[[ RECORDED DATA open ]]
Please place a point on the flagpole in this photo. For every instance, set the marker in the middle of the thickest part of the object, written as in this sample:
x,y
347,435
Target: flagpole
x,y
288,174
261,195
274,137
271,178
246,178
[[ RECORDED DATA closed ]]
**GOAL OF THE EXERCISE**
Transcribe all records exactly as written.

**RESULT OF THE TASK**
Please place a point on the flagpole in this photo. For every instance, set the marker in the middle of the thickest part of the object, written as in this sample:
x,y
347,435
Target: flagpole
x,y
288,174
261,195
274,137
271,178
246,178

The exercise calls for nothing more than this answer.